What you should do
Extract, in full, the lines below, beginning at the first and ending with the line that contains "task | one point per instance, each pair like [114, 153]". Pictures do not belong in the copy.

Entries provided
****************************************

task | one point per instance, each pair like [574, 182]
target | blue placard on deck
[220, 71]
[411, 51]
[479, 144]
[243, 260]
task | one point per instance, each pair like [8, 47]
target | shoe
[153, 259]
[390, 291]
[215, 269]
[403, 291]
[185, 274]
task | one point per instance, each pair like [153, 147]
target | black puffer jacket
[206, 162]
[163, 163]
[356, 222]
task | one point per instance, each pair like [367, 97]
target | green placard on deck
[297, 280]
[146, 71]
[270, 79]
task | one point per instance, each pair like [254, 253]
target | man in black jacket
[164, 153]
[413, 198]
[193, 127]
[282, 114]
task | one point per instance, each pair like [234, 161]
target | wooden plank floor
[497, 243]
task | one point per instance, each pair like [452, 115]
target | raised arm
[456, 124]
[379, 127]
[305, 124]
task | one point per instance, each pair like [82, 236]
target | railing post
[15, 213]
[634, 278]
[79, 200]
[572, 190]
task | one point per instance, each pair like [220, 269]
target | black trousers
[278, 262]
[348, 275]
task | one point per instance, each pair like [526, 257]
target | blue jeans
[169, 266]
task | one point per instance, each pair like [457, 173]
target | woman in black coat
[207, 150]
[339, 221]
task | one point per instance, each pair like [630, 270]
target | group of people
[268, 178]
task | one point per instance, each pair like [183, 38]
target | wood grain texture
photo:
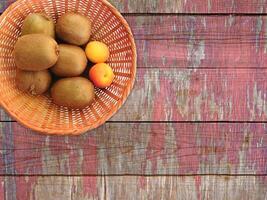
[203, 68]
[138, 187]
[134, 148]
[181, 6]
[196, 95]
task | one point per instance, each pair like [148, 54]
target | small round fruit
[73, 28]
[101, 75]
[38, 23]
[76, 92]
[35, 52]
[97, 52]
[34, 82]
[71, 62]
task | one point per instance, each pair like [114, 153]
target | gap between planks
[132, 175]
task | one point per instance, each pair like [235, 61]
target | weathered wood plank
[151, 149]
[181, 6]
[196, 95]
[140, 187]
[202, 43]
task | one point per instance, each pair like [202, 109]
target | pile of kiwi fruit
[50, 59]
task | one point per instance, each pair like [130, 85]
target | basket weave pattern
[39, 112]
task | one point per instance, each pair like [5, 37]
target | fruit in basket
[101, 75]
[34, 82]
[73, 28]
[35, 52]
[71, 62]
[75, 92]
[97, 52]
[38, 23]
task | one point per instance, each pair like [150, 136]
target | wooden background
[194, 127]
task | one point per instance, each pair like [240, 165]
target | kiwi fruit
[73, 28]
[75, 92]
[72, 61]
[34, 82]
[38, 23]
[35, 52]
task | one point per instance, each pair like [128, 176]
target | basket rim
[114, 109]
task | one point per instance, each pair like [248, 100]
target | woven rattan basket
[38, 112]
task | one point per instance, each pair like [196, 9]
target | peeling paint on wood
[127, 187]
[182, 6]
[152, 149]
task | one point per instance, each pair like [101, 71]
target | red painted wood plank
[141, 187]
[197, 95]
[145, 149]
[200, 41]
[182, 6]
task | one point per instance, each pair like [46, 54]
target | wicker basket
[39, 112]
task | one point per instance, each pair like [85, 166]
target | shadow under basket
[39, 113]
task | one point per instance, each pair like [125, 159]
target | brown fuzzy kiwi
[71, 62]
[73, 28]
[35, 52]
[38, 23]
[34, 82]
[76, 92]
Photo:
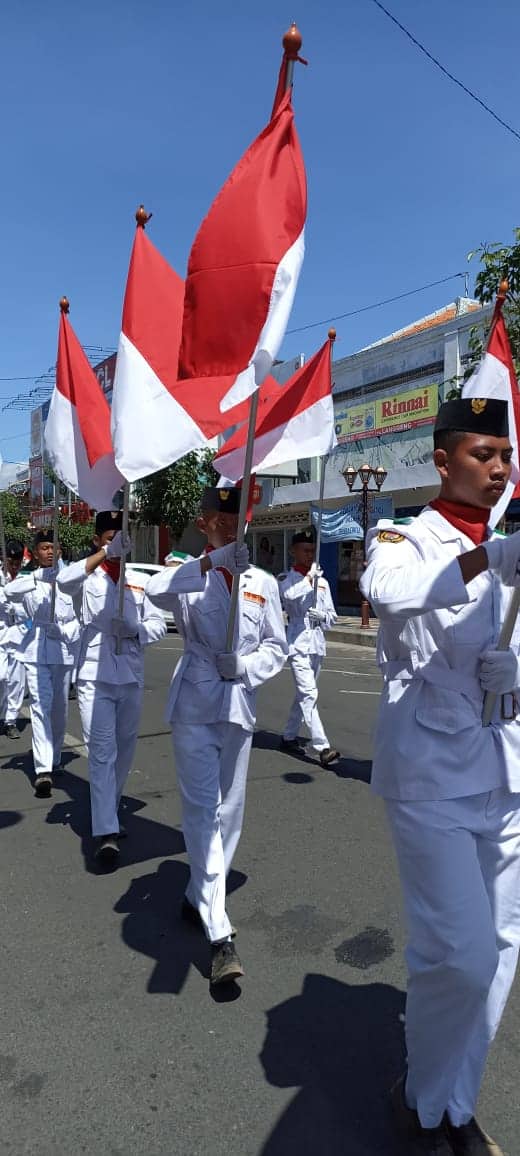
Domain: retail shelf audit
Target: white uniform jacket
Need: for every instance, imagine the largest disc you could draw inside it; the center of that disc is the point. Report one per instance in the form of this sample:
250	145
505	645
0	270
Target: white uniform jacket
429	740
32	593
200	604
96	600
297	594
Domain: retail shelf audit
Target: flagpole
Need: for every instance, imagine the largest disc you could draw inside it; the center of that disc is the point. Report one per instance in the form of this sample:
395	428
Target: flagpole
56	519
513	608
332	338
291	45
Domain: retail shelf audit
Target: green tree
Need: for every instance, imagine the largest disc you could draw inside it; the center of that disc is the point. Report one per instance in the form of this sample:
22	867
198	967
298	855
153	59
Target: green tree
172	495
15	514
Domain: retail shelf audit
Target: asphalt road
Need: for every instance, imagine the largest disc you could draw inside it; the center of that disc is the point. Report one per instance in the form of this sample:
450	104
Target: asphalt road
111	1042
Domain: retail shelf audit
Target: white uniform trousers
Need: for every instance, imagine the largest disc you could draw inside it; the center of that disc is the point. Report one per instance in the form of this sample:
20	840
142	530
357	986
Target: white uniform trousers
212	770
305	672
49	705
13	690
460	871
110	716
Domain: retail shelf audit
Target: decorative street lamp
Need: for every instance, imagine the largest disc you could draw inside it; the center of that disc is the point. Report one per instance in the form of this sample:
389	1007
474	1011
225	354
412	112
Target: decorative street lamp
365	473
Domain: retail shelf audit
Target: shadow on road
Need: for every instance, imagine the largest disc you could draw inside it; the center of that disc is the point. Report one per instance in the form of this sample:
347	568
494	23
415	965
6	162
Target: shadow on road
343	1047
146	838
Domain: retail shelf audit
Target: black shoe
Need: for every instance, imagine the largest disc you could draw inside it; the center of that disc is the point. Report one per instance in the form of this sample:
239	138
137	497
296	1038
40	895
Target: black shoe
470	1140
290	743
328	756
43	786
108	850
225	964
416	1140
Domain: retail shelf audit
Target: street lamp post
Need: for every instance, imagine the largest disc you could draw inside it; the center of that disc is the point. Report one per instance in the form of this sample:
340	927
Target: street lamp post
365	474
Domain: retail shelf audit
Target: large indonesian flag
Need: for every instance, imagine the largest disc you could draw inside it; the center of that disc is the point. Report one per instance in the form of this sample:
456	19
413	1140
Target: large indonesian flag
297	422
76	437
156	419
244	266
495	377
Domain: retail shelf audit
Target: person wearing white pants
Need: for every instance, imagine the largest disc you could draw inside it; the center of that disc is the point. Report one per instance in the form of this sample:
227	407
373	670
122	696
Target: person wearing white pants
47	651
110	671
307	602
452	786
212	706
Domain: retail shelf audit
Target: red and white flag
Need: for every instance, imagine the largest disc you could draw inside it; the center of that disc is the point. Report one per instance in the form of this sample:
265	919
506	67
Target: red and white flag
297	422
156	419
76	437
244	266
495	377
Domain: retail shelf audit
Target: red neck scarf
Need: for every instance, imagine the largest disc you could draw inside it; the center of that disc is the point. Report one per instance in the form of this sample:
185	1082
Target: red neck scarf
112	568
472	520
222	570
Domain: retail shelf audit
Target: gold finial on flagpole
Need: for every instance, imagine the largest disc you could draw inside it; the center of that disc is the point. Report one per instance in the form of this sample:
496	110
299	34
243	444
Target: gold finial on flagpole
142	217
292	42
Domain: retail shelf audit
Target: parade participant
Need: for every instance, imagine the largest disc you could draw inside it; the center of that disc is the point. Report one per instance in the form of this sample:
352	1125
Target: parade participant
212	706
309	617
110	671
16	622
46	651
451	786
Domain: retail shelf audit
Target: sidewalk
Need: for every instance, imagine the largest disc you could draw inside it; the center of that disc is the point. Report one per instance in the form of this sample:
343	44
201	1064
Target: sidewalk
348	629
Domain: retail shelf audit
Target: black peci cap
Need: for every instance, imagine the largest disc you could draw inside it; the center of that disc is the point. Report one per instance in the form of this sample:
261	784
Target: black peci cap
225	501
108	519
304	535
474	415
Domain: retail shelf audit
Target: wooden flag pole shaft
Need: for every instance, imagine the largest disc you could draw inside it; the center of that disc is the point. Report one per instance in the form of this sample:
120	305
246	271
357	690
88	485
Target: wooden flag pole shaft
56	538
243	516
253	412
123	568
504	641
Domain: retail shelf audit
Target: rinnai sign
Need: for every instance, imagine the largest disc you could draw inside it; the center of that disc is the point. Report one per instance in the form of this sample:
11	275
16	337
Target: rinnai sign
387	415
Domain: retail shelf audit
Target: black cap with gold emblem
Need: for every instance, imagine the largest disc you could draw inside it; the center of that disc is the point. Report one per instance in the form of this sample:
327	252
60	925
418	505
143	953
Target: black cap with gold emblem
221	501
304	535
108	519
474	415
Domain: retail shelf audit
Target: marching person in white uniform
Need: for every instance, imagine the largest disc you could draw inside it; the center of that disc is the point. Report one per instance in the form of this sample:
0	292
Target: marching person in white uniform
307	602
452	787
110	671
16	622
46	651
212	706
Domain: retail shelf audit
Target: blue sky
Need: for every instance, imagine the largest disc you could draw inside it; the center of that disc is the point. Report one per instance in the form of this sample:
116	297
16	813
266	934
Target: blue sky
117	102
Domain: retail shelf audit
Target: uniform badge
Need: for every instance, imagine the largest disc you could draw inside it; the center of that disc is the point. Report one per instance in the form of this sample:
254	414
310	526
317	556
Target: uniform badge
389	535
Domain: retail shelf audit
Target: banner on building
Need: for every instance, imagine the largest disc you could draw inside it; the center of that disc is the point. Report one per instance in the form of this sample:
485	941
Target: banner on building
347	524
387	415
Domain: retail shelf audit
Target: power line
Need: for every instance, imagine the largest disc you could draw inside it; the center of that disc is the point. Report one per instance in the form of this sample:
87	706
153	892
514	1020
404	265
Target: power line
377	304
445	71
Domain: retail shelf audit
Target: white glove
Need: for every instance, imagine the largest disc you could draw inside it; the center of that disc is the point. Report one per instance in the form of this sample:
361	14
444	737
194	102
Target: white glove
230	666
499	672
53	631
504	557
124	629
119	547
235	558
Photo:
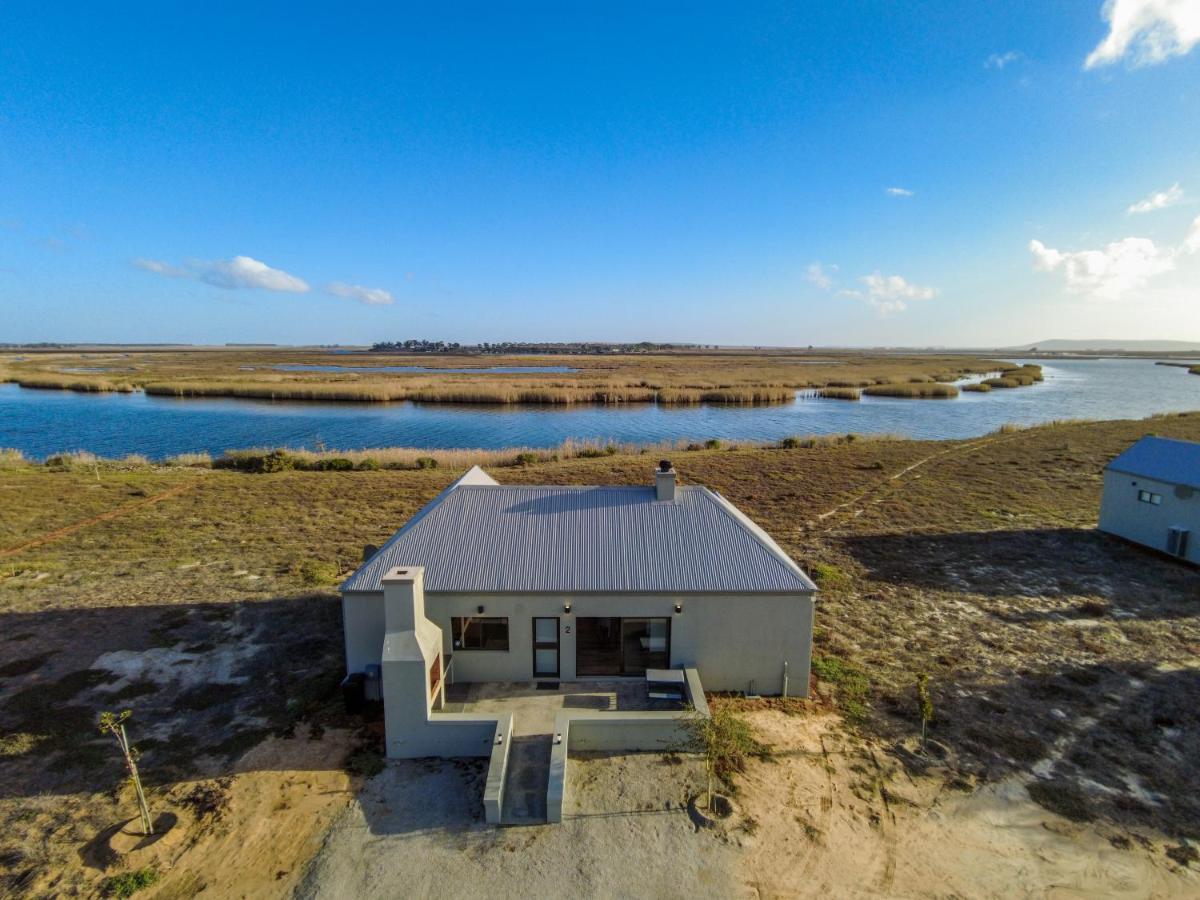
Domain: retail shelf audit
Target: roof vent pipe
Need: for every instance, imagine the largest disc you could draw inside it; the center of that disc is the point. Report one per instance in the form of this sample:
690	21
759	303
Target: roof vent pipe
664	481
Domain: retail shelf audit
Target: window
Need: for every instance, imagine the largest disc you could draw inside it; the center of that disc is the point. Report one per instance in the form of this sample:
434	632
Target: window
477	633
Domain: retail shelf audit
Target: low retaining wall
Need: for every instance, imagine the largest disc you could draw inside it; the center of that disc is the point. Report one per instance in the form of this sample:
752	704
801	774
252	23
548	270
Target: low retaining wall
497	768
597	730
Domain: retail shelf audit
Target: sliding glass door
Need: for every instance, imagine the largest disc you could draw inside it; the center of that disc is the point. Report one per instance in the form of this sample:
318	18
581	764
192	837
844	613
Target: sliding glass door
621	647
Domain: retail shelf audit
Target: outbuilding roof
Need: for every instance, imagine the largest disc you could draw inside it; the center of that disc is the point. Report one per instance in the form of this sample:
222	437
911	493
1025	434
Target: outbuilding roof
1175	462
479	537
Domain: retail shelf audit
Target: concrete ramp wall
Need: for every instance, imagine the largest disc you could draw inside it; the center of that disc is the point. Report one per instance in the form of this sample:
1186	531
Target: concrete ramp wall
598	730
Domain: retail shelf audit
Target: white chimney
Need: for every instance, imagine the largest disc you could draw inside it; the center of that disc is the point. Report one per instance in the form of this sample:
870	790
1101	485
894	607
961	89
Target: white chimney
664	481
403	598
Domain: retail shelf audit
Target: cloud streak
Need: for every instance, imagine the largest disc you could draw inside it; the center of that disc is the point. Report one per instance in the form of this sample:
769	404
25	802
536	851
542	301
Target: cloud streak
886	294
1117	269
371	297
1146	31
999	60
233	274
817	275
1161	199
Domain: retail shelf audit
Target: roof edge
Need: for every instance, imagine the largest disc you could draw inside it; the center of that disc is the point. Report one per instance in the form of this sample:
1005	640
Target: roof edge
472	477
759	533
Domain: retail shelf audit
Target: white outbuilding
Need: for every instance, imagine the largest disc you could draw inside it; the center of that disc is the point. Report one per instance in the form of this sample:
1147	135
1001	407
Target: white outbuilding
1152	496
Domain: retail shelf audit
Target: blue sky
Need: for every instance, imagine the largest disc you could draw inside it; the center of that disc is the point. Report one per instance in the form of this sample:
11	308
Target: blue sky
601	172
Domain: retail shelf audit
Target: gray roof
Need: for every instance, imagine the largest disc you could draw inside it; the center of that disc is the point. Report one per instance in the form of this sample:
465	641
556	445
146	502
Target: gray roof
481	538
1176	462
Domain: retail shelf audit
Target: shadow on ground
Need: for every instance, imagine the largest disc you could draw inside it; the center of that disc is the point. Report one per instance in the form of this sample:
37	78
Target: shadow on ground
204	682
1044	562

****************************************

Answer section
task | one point per instance, each pair like [574, 182]
target | blue placard on deck
[220, 71]
[411, 51]
[479, 144]
[243, 260]
task | one point per instance, each pair like [8, 47]
target | shoe
[153, 259]
[390, 291]
[215, 269]
[403, 291]
[185, 274]
task | one point per instance, each pair like [153, 147]
target | black puffer jacket
[206, 162]
[163, 163]
[356, 222]
task | one point per instance, each pair like [367, 97]
target | green placard on deck
[297, 280]
[146, 71]
[270, 79]
task | one point per instance, each pair like [254, 253]
target | man in black jacket
[164, 153]
[413, 198]
[193, 127]
[282, 114]
task | one point per instance, each pair like [234, 161]
target | wooden plank floor
[497, 243]
task | one point per instance, each pair like [452, 115]
target | raised arm
[456, 124]
[379, 127]
[305, 124]
task | one point per instance, each pair like [82, 236]
target | railing post
[15, 213]
[634, 278]
[79, 200]
[572, 190]
task | one point per instance, each pair like [220, 269]
target | black trousers
[278, 262]
[348, 275]
task | one point per instance, each pair like [526, 257]
target | blue jeans
[169, 266]
task | one point per instance, each pair like [457, 173]
target | woman in black coat
[207, 150]
[339, 221]
task | one point per instance, each pair like [630, 270]
target | group of people
[268, 178]
task | one point per instance, each pair like [183, 38]
target | wood grain texture
photo:
[203, 68]
[138, 187]
[134, 148]
[181, 6]
[196, 95]
task | one point per instance, each pair like [148, 54]
target | small round fruit
[73, 28]
[101, 75]
[38, 23]
[76, 92]
[35, 52]
[97, 52]
[34, 82]
[71, 62]
task | one point per instance, each pair like [114, 153]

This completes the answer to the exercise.